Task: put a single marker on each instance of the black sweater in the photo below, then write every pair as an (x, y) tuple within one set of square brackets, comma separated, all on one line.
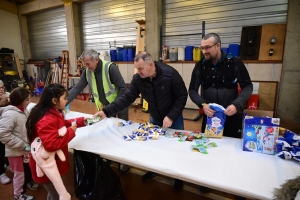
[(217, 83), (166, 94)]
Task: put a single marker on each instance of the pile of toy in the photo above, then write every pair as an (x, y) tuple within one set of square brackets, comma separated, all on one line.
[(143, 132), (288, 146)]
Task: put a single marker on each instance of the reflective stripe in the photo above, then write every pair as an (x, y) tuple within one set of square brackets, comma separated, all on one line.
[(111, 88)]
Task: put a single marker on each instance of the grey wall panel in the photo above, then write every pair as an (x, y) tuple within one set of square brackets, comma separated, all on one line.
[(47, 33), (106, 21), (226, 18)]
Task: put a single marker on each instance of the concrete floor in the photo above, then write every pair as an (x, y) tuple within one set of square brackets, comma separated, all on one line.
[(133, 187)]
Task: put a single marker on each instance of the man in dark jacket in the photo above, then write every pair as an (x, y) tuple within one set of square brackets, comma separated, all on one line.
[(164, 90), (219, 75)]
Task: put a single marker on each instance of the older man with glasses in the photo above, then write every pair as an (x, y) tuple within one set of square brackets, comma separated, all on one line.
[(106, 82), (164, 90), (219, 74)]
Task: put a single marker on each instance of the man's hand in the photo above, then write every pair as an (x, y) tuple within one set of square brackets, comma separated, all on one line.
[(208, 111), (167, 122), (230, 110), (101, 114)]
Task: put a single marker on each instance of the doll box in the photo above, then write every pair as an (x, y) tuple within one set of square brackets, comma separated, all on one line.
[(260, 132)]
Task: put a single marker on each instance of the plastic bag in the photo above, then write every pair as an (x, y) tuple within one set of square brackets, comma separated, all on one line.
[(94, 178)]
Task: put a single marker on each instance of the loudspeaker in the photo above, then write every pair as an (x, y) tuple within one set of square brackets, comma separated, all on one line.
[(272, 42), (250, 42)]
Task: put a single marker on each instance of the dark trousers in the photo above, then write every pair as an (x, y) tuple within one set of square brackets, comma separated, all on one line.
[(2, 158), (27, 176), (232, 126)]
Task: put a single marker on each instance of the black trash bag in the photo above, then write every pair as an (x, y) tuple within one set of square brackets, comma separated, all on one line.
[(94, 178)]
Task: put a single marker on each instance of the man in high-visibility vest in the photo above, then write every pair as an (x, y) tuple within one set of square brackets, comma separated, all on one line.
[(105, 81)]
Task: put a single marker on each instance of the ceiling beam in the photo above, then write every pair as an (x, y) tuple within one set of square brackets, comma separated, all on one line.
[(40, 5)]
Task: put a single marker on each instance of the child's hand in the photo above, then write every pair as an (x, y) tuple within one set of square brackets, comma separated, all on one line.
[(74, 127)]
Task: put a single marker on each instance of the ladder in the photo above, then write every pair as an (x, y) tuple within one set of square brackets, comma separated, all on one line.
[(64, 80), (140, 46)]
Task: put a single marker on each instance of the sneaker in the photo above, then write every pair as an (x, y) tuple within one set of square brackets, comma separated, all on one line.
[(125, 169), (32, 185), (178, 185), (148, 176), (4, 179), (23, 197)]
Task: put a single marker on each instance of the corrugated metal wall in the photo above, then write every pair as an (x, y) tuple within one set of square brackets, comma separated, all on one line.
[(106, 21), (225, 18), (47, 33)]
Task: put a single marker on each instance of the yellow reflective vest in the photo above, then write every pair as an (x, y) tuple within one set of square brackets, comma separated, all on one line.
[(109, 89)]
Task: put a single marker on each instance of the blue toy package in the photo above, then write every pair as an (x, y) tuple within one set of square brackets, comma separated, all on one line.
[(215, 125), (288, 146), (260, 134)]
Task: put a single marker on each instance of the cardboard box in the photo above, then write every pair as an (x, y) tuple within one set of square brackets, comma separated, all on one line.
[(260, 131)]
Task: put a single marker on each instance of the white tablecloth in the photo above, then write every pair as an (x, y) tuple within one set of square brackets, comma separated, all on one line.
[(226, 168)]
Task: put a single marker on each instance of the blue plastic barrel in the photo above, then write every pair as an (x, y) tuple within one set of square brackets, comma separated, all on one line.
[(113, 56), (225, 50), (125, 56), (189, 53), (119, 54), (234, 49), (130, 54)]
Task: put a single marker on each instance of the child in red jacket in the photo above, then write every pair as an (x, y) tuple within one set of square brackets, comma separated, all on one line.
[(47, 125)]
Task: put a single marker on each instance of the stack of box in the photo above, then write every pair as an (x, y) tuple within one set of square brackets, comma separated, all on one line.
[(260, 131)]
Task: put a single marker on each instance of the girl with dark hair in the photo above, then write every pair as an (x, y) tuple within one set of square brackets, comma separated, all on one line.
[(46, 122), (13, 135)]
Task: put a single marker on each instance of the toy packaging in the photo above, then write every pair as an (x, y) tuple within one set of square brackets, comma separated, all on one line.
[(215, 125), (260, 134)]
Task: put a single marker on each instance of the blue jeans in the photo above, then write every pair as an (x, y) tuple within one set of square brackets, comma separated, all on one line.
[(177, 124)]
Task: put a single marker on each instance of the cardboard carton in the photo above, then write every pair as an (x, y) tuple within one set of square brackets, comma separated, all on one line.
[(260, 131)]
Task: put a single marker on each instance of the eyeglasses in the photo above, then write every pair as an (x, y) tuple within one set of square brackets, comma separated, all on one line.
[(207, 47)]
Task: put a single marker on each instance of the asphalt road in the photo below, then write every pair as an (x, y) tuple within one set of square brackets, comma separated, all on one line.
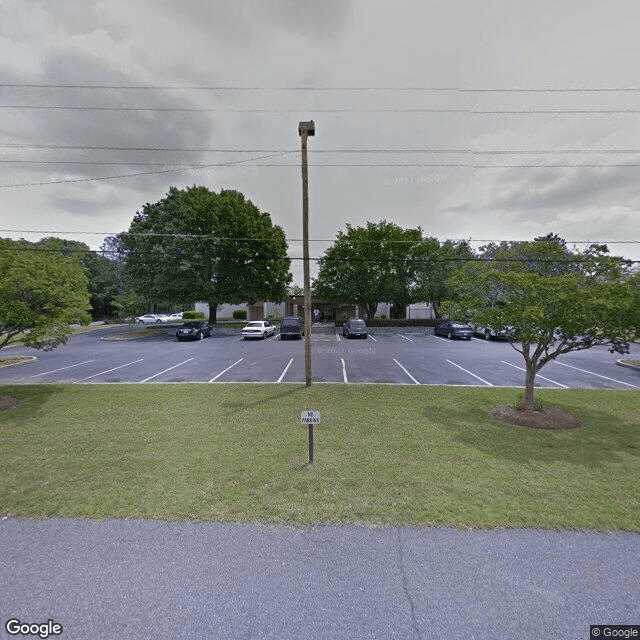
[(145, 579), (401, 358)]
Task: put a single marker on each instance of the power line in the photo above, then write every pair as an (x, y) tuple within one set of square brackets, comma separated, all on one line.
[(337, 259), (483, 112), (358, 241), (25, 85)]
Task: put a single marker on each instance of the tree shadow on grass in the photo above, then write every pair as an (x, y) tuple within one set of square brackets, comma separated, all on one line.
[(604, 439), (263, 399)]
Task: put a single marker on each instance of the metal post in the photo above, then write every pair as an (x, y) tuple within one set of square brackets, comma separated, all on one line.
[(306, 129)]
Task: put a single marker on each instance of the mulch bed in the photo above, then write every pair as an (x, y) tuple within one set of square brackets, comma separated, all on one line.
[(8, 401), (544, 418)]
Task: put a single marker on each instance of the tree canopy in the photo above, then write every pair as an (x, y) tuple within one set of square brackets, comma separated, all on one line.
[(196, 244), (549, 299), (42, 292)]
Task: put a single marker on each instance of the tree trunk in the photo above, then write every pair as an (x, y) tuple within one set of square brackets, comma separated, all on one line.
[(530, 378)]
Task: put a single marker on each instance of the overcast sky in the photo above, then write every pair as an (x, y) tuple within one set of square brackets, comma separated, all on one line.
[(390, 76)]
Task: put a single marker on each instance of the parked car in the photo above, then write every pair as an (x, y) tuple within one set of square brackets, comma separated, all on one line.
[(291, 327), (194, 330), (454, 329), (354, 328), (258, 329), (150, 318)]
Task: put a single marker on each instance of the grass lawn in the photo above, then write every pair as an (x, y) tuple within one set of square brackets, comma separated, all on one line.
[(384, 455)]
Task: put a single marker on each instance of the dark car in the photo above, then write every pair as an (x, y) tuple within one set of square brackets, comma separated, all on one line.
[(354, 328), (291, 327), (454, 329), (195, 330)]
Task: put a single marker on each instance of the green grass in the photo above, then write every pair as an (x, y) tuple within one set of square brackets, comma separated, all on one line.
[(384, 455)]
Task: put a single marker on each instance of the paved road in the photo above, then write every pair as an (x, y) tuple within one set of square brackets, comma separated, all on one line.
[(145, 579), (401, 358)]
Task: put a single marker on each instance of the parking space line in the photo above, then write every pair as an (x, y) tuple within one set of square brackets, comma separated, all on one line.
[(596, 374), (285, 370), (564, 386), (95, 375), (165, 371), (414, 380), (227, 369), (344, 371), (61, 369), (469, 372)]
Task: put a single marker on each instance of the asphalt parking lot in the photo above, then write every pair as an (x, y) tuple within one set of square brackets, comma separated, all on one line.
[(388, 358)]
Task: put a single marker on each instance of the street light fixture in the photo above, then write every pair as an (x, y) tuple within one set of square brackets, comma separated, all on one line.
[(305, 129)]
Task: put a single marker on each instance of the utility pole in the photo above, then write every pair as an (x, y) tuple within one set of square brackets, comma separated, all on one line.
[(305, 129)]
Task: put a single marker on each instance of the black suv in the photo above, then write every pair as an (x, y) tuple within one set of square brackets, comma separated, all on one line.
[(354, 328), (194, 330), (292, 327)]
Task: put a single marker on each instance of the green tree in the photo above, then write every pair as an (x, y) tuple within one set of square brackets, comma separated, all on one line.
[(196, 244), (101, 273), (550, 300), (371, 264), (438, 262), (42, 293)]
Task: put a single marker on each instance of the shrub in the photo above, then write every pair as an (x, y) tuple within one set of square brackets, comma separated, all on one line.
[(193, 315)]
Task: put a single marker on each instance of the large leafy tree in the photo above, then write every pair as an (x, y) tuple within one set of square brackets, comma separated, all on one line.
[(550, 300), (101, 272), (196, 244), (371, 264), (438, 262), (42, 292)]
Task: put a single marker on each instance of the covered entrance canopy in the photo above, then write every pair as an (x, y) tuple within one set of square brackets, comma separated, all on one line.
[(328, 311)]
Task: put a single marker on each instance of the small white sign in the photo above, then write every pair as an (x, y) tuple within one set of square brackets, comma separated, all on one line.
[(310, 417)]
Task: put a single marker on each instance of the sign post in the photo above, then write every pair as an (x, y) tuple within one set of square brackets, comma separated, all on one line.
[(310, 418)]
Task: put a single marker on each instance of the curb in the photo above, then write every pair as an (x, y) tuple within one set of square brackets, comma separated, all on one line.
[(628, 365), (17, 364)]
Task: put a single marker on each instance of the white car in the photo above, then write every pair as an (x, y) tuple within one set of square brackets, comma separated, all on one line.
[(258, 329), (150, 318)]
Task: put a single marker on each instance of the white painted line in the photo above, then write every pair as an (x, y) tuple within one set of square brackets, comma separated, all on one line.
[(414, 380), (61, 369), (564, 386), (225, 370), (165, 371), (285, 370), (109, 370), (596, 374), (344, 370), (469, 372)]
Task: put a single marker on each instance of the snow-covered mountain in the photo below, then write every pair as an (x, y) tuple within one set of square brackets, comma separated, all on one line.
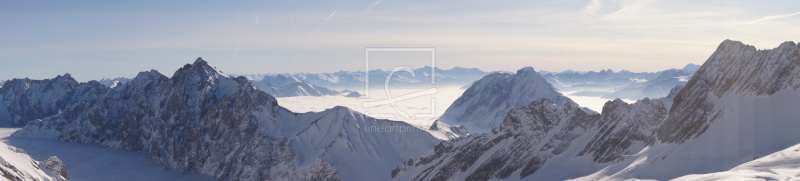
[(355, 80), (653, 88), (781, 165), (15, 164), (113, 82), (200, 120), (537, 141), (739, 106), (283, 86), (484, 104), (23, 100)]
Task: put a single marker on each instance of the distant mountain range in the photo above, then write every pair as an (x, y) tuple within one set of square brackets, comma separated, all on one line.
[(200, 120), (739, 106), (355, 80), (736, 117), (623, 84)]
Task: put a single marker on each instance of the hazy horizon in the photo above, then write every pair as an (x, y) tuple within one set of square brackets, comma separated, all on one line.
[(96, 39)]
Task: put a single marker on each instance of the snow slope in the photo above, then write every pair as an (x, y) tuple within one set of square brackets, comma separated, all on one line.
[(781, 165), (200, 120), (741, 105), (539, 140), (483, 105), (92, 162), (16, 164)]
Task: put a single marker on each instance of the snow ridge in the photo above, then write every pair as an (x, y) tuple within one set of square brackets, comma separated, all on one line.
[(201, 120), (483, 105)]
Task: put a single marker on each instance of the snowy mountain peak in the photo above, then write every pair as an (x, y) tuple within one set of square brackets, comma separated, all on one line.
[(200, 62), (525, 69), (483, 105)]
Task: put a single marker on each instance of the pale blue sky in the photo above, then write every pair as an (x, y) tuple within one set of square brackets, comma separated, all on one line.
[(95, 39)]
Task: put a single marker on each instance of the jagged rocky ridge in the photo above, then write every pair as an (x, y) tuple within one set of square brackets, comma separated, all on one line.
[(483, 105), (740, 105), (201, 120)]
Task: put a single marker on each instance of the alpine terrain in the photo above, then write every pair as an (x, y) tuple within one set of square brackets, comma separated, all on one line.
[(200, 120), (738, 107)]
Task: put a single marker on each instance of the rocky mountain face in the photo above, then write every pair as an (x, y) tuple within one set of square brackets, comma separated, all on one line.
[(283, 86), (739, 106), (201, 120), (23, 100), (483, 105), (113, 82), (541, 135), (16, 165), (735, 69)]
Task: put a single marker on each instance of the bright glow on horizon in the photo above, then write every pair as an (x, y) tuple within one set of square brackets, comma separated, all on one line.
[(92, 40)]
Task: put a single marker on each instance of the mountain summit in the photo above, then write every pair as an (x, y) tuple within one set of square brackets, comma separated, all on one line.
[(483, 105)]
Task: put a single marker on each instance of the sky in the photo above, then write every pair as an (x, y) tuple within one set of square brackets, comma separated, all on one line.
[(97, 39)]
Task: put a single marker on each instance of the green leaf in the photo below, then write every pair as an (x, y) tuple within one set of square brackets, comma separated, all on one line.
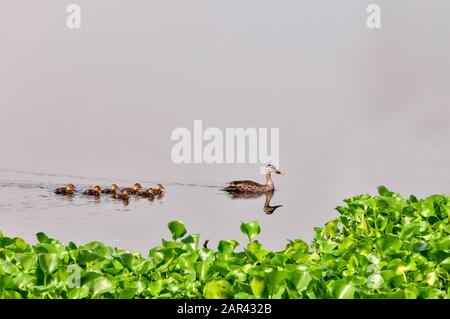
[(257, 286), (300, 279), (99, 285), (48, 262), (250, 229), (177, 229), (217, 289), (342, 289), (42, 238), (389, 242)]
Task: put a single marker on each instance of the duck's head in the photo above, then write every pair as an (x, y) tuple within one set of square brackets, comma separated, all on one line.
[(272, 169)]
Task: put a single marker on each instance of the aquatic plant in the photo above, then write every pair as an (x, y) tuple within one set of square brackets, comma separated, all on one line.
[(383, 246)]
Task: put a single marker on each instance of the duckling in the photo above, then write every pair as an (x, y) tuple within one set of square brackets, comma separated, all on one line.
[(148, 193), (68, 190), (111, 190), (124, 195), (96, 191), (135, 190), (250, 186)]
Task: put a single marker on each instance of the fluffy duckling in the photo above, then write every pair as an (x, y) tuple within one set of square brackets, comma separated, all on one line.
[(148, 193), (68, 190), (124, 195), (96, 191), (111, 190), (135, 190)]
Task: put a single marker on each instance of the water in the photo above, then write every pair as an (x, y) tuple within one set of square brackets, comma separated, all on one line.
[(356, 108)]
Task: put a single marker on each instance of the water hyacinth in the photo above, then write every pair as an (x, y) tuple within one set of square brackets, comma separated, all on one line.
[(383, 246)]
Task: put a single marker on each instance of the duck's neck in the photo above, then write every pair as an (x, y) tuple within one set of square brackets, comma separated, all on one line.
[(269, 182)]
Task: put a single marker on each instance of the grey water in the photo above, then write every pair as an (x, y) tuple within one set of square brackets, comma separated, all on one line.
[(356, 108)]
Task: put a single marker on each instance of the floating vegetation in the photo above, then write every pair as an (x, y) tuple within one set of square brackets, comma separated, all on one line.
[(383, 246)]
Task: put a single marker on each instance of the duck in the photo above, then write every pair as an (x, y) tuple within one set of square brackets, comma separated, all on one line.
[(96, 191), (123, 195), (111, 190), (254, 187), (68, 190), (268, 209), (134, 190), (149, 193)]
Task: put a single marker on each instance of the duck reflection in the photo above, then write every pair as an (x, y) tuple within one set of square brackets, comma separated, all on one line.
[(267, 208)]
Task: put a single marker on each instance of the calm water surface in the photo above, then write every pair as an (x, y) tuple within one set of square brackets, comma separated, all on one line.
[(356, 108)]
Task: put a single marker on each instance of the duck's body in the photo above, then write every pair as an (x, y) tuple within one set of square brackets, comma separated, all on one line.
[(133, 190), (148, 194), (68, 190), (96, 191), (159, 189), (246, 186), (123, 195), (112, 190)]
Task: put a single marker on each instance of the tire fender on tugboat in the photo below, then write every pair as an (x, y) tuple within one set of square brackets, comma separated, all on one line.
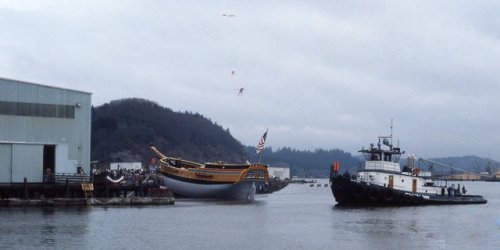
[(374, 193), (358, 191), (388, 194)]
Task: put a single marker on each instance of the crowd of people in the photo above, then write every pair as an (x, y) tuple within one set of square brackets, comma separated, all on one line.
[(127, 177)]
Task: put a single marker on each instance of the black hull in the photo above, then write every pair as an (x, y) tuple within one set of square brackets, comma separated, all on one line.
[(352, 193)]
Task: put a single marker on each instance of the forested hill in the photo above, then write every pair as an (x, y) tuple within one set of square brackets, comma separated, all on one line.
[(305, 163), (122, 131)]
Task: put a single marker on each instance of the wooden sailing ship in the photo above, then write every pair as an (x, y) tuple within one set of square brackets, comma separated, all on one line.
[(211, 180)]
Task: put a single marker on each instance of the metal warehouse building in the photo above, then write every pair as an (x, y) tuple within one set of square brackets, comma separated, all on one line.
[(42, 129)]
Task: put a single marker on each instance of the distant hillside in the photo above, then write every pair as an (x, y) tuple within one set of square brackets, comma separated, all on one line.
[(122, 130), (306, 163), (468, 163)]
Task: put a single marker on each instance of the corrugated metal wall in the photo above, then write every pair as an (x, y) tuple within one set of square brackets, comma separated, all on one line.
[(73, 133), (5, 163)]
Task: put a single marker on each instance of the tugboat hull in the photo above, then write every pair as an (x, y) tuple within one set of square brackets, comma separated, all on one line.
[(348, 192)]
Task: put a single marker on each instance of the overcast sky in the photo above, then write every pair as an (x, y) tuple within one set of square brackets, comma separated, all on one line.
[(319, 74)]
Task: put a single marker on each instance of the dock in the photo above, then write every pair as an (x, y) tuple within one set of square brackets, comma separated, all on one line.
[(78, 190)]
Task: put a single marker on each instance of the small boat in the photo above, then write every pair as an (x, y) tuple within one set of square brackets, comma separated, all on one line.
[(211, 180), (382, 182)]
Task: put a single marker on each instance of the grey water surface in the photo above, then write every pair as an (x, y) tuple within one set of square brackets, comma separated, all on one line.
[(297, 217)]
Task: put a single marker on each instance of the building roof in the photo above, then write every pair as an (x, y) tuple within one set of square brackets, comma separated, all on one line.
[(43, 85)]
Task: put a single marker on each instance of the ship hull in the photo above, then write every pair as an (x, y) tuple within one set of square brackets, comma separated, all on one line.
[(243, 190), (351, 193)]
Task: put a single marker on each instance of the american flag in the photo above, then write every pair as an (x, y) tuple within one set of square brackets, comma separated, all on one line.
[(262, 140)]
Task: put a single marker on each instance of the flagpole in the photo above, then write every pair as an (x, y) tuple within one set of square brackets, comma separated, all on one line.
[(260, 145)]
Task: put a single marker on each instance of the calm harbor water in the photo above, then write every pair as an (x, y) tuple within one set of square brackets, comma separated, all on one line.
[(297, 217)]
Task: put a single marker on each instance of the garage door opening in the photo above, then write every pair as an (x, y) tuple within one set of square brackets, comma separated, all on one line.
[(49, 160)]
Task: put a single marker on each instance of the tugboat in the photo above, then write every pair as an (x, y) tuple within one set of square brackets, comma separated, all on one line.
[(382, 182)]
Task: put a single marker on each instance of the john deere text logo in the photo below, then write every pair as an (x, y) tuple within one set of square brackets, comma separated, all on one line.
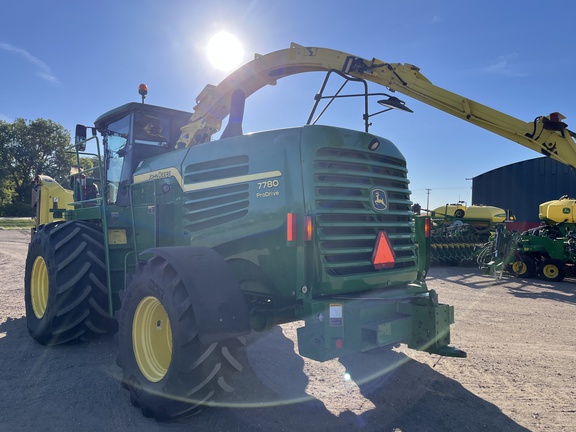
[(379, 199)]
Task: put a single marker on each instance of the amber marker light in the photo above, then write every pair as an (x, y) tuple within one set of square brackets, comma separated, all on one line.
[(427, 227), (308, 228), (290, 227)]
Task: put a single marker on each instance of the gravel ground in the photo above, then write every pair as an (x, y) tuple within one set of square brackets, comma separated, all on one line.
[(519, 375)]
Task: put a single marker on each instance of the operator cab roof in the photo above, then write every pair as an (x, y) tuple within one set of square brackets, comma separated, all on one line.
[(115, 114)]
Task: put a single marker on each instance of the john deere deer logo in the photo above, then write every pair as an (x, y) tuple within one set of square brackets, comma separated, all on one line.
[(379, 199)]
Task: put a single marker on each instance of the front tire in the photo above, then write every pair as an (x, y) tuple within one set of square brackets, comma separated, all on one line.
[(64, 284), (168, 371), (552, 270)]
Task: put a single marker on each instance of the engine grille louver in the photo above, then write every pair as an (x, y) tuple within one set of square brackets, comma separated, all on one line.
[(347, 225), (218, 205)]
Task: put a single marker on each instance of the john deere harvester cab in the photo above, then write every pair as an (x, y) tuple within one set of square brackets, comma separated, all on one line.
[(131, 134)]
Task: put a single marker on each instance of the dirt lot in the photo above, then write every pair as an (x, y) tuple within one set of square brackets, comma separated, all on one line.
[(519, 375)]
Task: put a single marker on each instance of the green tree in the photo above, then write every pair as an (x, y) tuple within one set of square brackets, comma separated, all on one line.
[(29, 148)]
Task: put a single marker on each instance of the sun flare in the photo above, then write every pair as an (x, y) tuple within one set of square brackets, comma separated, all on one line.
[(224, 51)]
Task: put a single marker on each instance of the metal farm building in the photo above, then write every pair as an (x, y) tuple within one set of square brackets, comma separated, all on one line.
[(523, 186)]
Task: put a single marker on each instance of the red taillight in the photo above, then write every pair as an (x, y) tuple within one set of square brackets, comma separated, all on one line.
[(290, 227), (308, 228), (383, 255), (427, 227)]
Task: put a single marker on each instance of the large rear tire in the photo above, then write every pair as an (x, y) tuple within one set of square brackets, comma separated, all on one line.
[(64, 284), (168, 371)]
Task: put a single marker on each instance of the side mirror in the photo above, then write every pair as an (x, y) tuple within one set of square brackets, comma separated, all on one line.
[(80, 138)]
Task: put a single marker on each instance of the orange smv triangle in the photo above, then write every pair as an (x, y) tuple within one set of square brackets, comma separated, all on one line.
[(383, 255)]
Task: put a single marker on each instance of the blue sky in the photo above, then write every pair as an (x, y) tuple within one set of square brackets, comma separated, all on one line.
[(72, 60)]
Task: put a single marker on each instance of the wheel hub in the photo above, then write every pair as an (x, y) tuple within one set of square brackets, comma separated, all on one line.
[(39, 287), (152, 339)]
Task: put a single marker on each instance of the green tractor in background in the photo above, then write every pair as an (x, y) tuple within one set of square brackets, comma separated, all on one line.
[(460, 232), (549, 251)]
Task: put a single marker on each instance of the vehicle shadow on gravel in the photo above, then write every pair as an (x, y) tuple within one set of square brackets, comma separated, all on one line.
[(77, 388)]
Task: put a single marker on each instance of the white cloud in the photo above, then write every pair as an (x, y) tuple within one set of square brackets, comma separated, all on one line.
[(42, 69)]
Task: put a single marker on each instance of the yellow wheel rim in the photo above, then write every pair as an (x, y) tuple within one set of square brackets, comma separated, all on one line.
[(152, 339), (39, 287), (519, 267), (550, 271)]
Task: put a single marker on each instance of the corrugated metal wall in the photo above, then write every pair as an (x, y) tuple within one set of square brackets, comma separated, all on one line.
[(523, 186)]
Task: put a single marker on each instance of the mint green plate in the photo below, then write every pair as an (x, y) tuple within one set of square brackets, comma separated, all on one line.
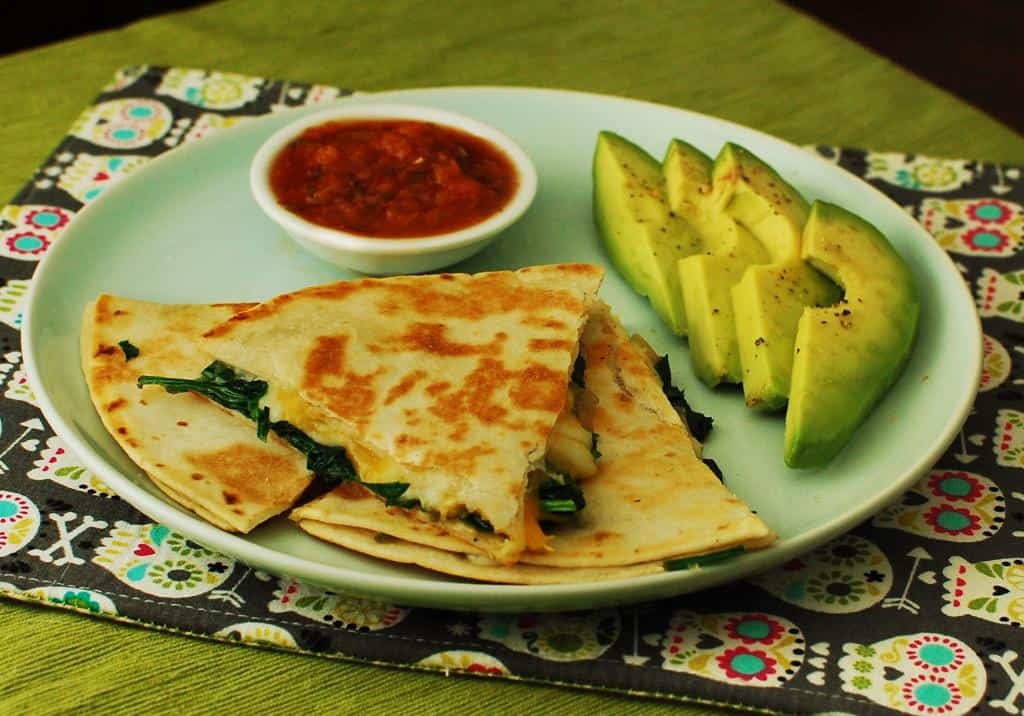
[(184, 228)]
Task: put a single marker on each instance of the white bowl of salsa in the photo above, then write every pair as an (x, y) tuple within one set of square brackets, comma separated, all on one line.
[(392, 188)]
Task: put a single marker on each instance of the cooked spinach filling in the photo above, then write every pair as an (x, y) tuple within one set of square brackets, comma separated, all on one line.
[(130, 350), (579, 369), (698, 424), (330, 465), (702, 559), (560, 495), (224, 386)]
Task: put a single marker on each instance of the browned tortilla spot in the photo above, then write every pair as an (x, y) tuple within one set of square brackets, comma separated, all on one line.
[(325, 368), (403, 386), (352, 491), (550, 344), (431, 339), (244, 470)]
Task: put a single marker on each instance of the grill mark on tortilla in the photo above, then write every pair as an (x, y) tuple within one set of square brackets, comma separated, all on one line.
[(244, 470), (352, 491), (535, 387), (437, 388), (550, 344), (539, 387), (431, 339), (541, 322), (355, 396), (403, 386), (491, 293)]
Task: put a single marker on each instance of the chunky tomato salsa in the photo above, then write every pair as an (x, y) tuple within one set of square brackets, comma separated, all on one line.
========================
→ **WHAT IS REQUIRED**: Give the entries starting at the line that contains "Task: put a single marker on each instance of the eyeglasses" and ending at the line that contains "[(337, 259), (483, 112), (358, 241), (25, 85)]" as a numbered list, omitting any blank lines and leaving the pictures out.

→ **EXPECTED ANSWER**:
1. Task: put a single marker on each instance of the eyeglasses in the photo above, then write every pair as an (x, y) tuple within one set of square brackets, comma separated, all on one line.
2. [(207, 47)]
3. Task: put a single marker on each instance of the asphalt road in the photo below, then write every pair as an (x, y) tuple within one set of square brackets, comma separated, all on one line.
4. [(145, 579), (401, 358)]
5. Task: put a single marker on each instance of the power line in the photo above, then write every pair as an (x, y) tuple within one set of square brackets, comma separated, all on one line.
6. [(337, 259), (483, 112), (358, 241), (25, 85)]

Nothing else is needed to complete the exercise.